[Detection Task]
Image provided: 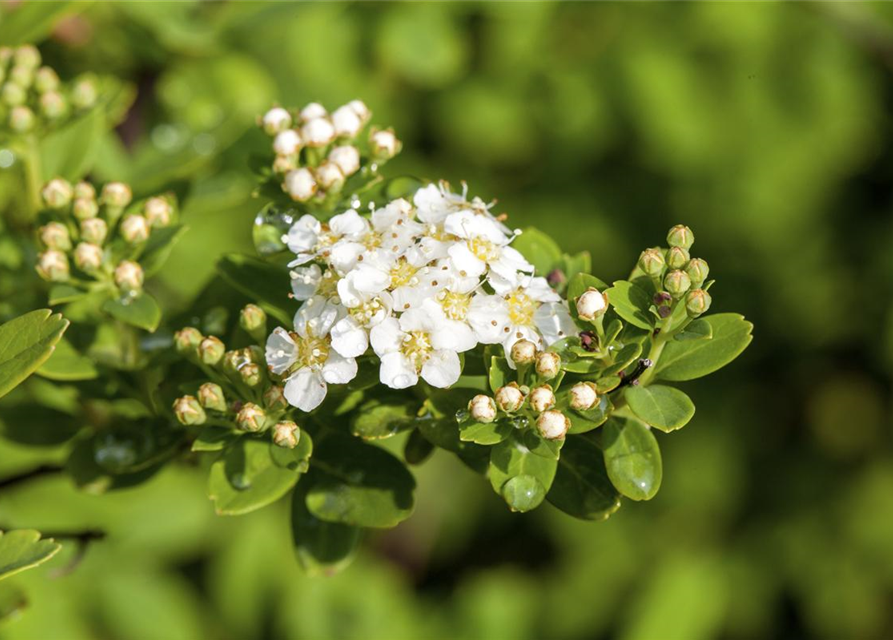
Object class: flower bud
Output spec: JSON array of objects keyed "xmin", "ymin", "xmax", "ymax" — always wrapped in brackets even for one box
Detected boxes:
[
  {"xmin": 667, "ymin": 224, "xmax": 695, "ymax": 249},
  {"xmin": 329, "ymin": 144, "xmax": 360, "ymax": 177},
  {"xmin": 37, "ymin": 249, "xmax": 70, "ymax": 282},
  {"xmin": 496, "ymin": 382, "xmax": 524, "ymax": 413},
  {"xmin": 332, "ymin": 105, "xmax": 363, "ymax": 138},
  {"xmin": 273, "ymin": 420, "xmax": 301, "ymax": 449},
  {"xmin": 685, "ymin": 289, "xmax": 713, "ymax": 318},
  {"xmin": 536, "ymin": 411, "xmax": 571, "ymax": 440},
  {"xmin": 527, "ymin": 384, "xmax": 555, "ymax": 413},
  {"xmin": 71, "ymin": 198, "xmax": 99, "ymax": 220},
  {"xmin": 273, "ymin": 129, "xmax": 301, "ymax": 156},
  {"xmin": 38, "ymin": 222, "xmax": 71, "ymax": 251},
  {"xmin": 685, "ymin": 258, "xmax": 710, "ymax": 287},
  {"xmin": 262, "ymin": 107, "xmax": 291, "ymax": 136},
  {"xmin": 369, "ymin": 129, "xmax": 402, "ymax": 160},
  {"xmin": 9, "ymin": 106, "xmax": 36, "ymax": 133},
  {"xmin": 40, "ymin": 178, "xmax": 72, "ymax": 209},
  {"xmin": 570, "ymin": 382, "xmax": 598, "ymax": 411},
  {"xmin": 536, "ymin": 351, "xmax": 561, "ymax": 380},
  {"xmin": 301, "ymin": 118, "xmax": 335, "ymax": 147},
  {"xmin": 285, "ymin": 168, "xmax": 316, "ymax": 202},
  {"xmin": 100, "ymin": 182, "xmax": 133, "ymax": 209},
  {"xmin": 174, "ymin": 396, "xmax": 208, "ymax": 426},
  {"xmin": 74, "ymin": 242, "xmax": 103, "ymax": 273},
  {"xmin": 174, "ymin": 327, "xmax": 204, "ymax": 355},
  {"xmin": 115, "ymin": 260, "xmax": 144, "ymax": 293},
  {"xmin": 574, "ymin": 287, "xmax": 608, "ymax": 321},
  {"xmin": 143, "ymin": 196, "xmax": 173, "ymax": 228},
  {"xmin": 667, "ymin": 247, "xmax": 691, "ymax": 269},
  {"xmin": 198, "ymin": 336, "xmax": 226, "ymax": 367},
  {"xmin": 664, "ymin": 269, "xmax": 691, "ymax": 298},
  {"xmin": 468, "ymin": 394, "xmax": 496, "ymax": 424},
  {"xmin": 198, "ymin": 382, "xmax": 226, "ymax": 412},
  {"xmin": 511, "ymin": 340, "xmax": 536, "ymax": 364},
  {"xmin": 316, "ymin": 160, "xmax": 344, "ymax": 193},
  {"xmin": 236, "ymin": 402, "xmax": 267, "ymax": 432}
]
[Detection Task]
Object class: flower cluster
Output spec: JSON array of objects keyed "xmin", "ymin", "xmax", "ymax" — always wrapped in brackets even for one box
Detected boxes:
[
  {"xmin": 0, "ymin": 45, "xmax": 97, "ymax": 134},
  {"xmin": 266, "ymin": 183, "xmax": 577, "ymax": 411},
  {"xmin": 36, "ymin": 178, "xmax": 176, "ymax": 295},
  {"xmin": 259, "ymin": 100, "xmax": 401, "ymax": 203}
]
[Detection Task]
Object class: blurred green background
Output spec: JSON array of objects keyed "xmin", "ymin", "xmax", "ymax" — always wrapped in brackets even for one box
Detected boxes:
[{"xmin": 0, "ymin": 2, "xmax": 893, "ymax": 640}]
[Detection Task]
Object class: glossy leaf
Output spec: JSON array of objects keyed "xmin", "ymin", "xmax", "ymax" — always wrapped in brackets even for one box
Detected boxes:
[
  {"xmin": 655, "ymin": 313, "xmax": 753, "ymax": 382},
  {"xmin": 601, "ymin": 416, "xmax": 663, "ymax": 500},
  {"xmin": 0, "ymin": 309, "xmax": 68, "ymax": 397},
  {"xmin": 624, "ymin": 384, "xmax": 695, "ymax": 432}
]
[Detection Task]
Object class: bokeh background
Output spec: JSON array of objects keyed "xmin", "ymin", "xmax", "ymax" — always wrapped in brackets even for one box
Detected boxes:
[{"xmin": 0, "ymin": 1, "xmax": 893, "ymax": 640}]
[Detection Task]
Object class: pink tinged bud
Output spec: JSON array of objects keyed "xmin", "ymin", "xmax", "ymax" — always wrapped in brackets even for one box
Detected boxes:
[
  {"xmin": 329, "ymin": 145, "xmax": 360, "ymax": 177},
  {"xmin": 570, "ymin": 382, "xmax": 598, "ymax": 411},
  {"xmin": 468, "ymin": 395, "xmax": 496, "ymax": 424},
  {"xmin": 273, "ymin": 420, "xmax": 301, "ymax": 449},
  {"xmin": 576, "ymin": 287, "xmax": 608, "ymax": 321},
  {"xmin": 536, "ymin": 411, "xmax": 571, "ymax": 440}
]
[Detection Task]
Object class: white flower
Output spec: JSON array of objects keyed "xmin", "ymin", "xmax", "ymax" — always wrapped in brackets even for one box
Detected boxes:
[{"xmin": 266, "ymin": 298, "xmax": 357, "ymax": 411}]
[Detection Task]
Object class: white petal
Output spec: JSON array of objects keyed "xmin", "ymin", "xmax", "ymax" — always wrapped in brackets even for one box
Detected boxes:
[
  {"xmin": 285, "ymin": 367, "xmax": 327, "ymax": 412},
  {"xmin": 422, "ymin": 350, "xmax": 462, "ymax": 389}
]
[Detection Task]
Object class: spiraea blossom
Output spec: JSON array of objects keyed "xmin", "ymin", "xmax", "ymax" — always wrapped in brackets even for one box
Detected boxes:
[{"xmin": 267, "ymin": 181, "xmax": 578, "ymax": 411}]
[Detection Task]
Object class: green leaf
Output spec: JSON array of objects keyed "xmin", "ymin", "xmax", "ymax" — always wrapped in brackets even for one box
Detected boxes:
[
  {"xmin": 208, "ymin": 440, "xmax": 306, "ymax": 516},
  {"xmin": 602, "ymin": 416, "xmax": 663, "ymax": 500},
  {"xmin": 0, "ymin": 309, "xmax": 68, "ymax": 397},
  {"xmin": 546, "ymin": 437, "xmax": 620, "ymax": 520},
  {"xmin": 624, "ymin": 384, "xmax": 695, "ymax": 432},
  {"xmin": 605, "ymin": 280, "xmax": 654, "ymax": 330},
  {"xmin": 291, "ymin": 483, "xmax": 362, "ymax": 576},
  {"xmin": 102, "ymin": 291, "xmax": 161, "ymax": 332},
  {"xmin": 655, "ymin": 313, "xmax": 753, "ymax": 382},
  {"xmin": 0, "ymin": 529, "xmax": 62, "ymax": 580},
  {"xmin": 37, "ymin": 338, "xmax": 99, "ymax": 381},
  {"xmin": 512, "ymin": 227, "xmax": 562, "ymax": 276},
  {"xmin": 307, "ymin": 434, "xmax": 415, "ymax": 528},
  {"xmin": 487, "ymin": 434, "xmax": 558, "ymax": 513}
]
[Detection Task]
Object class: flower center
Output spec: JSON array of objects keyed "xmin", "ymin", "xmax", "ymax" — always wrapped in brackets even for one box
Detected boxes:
[
  {"xmin": 505, "ymin": 291, "xmax": 537, "ymax": 327},
  {"xmin": 437, "ymin": 291, "xmax": 471, "ymax": 320},
  {"xmin": 400, "ymin": 331, "xmax": 434, "ymax": 371}
]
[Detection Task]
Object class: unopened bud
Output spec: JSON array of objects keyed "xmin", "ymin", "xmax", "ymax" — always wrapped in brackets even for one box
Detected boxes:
[
  {"xmin": 468, "ymin": 394, "xmax": 496, "ymax": 424},
  {"xmin": 37, "ymin": 249, "xmax": 70, "ymax": 282},
  {"xmin": 667, "ymin": 247, "xmax": 691, "ymax": 269},
  {"xmin": 575, "ymin": 287, "xmax": 608, "ymax": 321},
  {"xmin": 329, "ymin": 144, "xmax": 360, "ymax": 177},
  {"xmin": 115, "ymin": 260, "xmax": 144, "ymax": 293},
  {"xmin": 536, "ymin": 351, "xmax": 561, "ymax": 380},
  {"xmin": 236, "ymin": 402, "xmax": 267, "ymax": 432},
  {"xmin": 262, "ymin": 107, "xmax": 291, "ymax": 136},
  {"xmin": 667, "ymin": 224, "xmax": 695, "ymax": 249},
  {"xmin": 198, "ymin": 382, "xmax": 226, "ymax": 412},
  {"xmin": 685, "ymin": 258, "xmax": 710, "ymax": 287},
  {"xmin": 38, "ymin": 222, "xmax": 71, "ymax": 251},
  {"xmin": 285, "ymin": 168, "xmax": 316, "ymax": 202},
  {"xmin": 174, "ymin": 396, "xmax": 208, "ymax": 426},
  {"xmin": 685, "ymin": 289, "xmax": 713, "ymax": 318},
  {"xmin": 664, "ymin": 269, "xmax": 691, "ymax": 298},
  {"xmin": 527, "ymin": 384, "xmax": 555, "ymax": 413},
  {"xmin": 536, "ymin": 410, "xmax": 571, "ymax": 440},
  {"xmin": 101, "ymin": 182, "xmax": 133, "ymax": 209},
  {"xmin": 273, "ymin": 420, "xmax": 301, "ymax": 449},
  {"xmin": 570, "ymin": 382, "xmax": 598, "ymax": 411},
  {"xmin": 74, "ymin": 242, "xmax": 102, "ymax": 273},
  {"xmin": 496, "ymin": 382, "xmax": 524, "ymax": 413},
  {"xmin": 198, "ymin": 336, "xmax": 226, "ymax": 367},
  {"xmin": 511, "ymin": 340, "xmax": 536, "ymax": 364},
  {"xmin": 174, "ymin": 327, "xmax": 204, "ymax": 355}
]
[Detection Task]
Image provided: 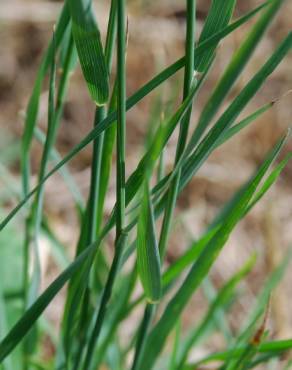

┄┄┄┄┄┄

◆ **WORK TO DO**:
Find every line in the listing that contains the string "flower", and copy each one. Treat uppercase and lowercase as different.

◆ **TASK RESULT**:
Object class: flower bud
Object class: flower cluster
Object class: white flower
Object class: flower center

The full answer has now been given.